YOUR ASSIGNMENT —
All entries below are to be copied precisely as they appear.

ENTRIES PROVIDED —
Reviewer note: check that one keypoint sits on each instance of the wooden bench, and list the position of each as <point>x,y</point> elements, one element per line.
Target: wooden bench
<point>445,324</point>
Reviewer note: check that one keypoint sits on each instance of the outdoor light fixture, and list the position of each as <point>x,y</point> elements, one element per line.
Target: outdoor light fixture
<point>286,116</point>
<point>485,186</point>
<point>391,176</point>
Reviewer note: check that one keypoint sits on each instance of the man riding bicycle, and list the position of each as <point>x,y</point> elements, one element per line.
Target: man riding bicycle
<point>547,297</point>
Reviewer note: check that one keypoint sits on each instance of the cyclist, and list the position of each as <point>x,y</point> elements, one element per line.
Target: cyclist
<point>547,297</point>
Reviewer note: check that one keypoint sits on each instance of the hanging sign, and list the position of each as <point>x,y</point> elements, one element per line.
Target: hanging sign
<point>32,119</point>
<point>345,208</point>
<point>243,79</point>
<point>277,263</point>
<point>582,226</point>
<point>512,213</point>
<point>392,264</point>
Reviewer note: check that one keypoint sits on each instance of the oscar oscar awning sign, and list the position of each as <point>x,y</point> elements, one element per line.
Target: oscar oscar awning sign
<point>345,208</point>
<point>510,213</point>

TASK RESPONSE —
Reviewer note: check that one keypoint sits on each instance of the wooden bench, and list the position of each as <point>x,y</point> elements, one element per line.
Target: wooden bench
<point>445,324</point>
Reviewer note: check that one keypoint sits on each instance of the outdoor light fixture, and list the position of each as <point>x,y</point> elements, one element per line.
Target: outdoor light fixture
<point>286,116</point>
<point>485,186</point>
<point>391,176</point>
Reviewer note: check that one keypoint sits on each instance of the man riding bicycle, and list the position of each as <point>x,y</point> elements, one element per line.
Target: man riding bicycle
<point>547,297</point>
Reviewer note: check that one keypoint sits on each instance of the cyclist, and list the position of each as <point>x,y</point> elements, one element per line.
Target: cyclist
<point>547,297</point>
Reviewer note: check that one keypoint sits on each instance of the hanging sign, and list the position of each as <point>x,y</point> elements, one element per line.
Target: hanging sign
<point>32,119</point>
<point>345,208</point>
<point>243,79</point>
<point>277,263</point>
<point>582,226</point>
<point>512,213</point>
<point>392,264</point>
Reviewer note: check that one keypoint sits on each instance of the oscar oscar awning sign, and list the position of each as <point>x,y</point> elements, one element per line.
Target: oscar oscar awning sign
<point>345,208</point>
<point>510,213</point>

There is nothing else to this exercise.